Task input.
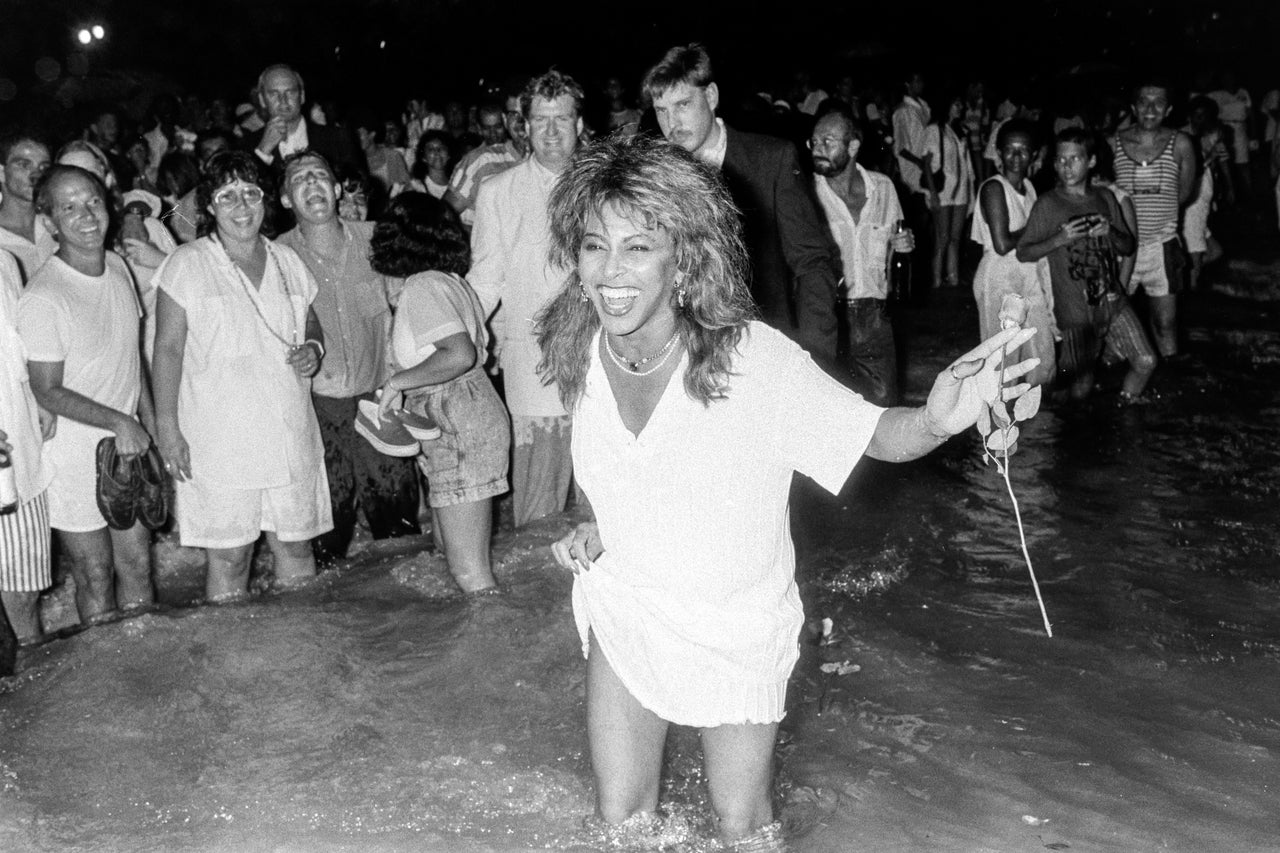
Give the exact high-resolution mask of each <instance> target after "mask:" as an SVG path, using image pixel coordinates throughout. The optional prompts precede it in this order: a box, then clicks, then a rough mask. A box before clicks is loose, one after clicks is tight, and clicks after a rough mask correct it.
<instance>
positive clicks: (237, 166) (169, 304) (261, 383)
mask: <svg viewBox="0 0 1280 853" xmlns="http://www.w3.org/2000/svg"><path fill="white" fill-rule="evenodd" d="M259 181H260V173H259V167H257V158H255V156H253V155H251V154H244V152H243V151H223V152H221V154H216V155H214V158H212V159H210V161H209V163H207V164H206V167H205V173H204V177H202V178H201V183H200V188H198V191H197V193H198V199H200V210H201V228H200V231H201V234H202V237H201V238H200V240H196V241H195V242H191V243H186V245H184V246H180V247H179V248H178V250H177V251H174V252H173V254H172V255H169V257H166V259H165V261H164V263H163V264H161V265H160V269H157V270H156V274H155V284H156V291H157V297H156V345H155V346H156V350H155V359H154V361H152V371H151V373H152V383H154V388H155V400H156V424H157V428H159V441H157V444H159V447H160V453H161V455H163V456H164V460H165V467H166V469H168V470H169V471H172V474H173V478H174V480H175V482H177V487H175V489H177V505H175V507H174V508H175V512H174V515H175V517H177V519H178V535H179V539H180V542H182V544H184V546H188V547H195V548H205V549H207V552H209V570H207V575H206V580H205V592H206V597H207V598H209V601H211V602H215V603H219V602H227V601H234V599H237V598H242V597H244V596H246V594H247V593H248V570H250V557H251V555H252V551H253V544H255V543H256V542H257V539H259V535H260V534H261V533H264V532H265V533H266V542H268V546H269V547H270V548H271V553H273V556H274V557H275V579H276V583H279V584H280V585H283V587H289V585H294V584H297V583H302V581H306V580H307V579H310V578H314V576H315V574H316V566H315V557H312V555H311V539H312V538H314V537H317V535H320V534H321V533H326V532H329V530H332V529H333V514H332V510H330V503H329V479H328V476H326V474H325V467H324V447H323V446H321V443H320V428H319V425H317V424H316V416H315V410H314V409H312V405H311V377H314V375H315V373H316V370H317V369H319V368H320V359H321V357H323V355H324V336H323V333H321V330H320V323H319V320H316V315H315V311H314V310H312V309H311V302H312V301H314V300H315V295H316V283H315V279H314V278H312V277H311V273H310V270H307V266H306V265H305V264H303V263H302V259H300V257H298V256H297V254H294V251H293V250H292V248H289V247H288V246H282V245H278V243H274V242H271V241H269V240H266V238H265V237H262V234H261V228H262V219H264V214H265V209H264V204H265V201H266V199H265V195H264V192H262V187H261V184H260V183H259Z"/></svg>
...
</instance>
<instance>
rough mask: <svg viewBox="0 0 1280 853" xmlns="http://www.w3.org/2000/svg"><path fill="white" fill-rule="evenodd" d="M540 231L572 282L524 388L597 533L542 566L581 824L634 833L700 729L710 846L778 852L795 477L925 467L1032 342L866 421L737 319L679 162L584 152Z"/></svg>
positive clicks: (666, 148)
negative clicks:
---
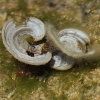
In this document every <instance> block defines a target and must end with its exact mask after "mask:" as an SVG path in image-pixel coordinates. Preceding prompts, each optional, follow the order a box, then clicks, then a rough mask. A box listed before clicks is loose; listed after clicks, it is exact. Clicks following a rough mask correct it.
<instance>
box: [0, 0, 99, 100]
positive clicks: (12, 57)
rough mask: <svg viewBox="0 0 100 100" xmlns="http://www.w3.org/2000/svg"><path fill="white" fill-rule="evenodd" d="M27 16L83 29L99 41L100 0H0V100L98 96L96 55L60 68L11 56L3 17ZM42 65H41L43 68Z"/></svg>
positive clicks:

Action item. Rewrite the part of the items above that opens with the line containing "Give the exact" and closes with the line containing "positive clicks: (237, 166)" as a numbered list, leaving out any blank lines.

Finished exercise.
1. Give the exact high-resolution mask of each <instance> target after "mask:" as an SVG path, using image pixel coordinates throughout. The optional prompts precede it in this order: a box, then clicks, then a rough mask. A box before clicks is loose, one after clicks is tight, and clicks after a rough mask correct it.
2. <instance>
3. positive clicks: (237, 166) (169, 304) (261, 383)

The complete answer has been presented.